:: TEXT SHOWN

It referred to Aliaa Magda Elmahdy, 20, who posted in eight naked pictures on her blog with the aim to "screams against a society of violence, racism, sexism, sexual harassment and hypocrisy," as she wrote on Facebook.
Nearly 1,000 people subscribed to her Facebook page in the past few days and on Twitter the topic is still going strong.
Different reactions started to pour from @abraralshammari who said "@3awadalla I think she really is brave. Nudity is natural and she's sending a message: abandon past notions of nudity being shameful" to @ReemAwad who tweeted: "@3awadalla I don't see it as bravery, but lack of modesty."
Amanda Banoub, an Egyptian-American actress who was featured in Nox Magazine defended the young woman saying that "people are angered by Aliaa because she displayed genuine purity & modesty without a single layer of clothing".
She added that "nude art is the reflection of humanity. It's not about like or dislike. It's about observation and connection".
Aliaa, student at the American University of Cairo, defines herself as "Secular, Liberal, Feminist, Vegetarian, Individualist Egyptian". In a tweet, she said "I took my nude photo myself in my parent's home months before I met @Kareemamer [her boyfriend] and I'm atheist since I was 16".
"I'm very impressed and inspired by your courage. The revolution in Egypt needs to be a catalyst for greater freedom of expression," wrote an anonymous commenter. "It's your body and it's entirely up to you how you choose to express yourself."
However, some people fear that Elmahdy's pictures might affect the revolutionary image. "Egyptian liberals will now be seen as pro-nudity, and that could really damage their election campaign," said Ruwayda Mustafah, blogger for the Huffington Post and Global Voices.
Award winning journalist Ethar El-Katatney said that "do feel sorry for her" because she is "barely 20 and misguided. This will shadow her forever".
Others are more cautious in assessing her daring move. @joealphi tweet "Maybe she has a point but expressed it in a wrong way and country ... but she succeeded on reaching out her voice"
Some people even criticised the artistic nature of her pictures. "The lighting is aweful & the composition is dreadful break all the social boundaries you want, but don't call it ART," tweeted Lilian Wagdy, an Egyptian artist.

::::
:: DATASET CONTENT

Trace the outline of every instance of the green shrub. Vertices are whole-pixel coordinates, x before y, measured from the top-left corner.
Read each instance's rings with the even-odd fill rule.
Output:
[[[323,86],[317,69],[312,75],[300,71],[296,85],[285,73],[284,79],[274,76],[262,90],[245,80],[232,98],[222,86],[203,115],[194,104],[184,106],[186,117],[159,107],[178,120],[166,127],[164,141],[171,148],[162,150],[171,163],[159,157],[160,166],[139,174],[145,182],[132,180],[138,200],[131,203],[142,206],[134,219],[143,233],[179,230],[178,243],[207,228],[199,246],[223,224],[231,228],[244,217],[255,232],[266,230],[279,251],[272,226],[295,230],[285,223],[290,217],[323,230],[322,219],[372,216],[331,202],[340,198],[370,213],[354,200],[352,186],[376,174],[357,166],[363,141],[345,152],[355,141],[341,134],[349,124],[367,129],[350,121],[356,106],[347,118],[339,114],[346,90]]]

::::

# THE TASK
Please edit the text on the Elmahdy controversy, beginning at the words "It referred to" and stopping after "still going strong.", with "blog" replaced by "website" wherever it occurs.

# RESULT OF THE TASK
It referred to Aliaa Magda Elmahdy, 20, who posted in eight naked pictures on her website with the aim to "screams against a society of violence, racism, sexism, sexual harassment and hypocrisy," as she wrote on Facebook.
Nearly 1,000 people subscribed to her Facebook page in the past few days and on Twitter the topic is still going strong.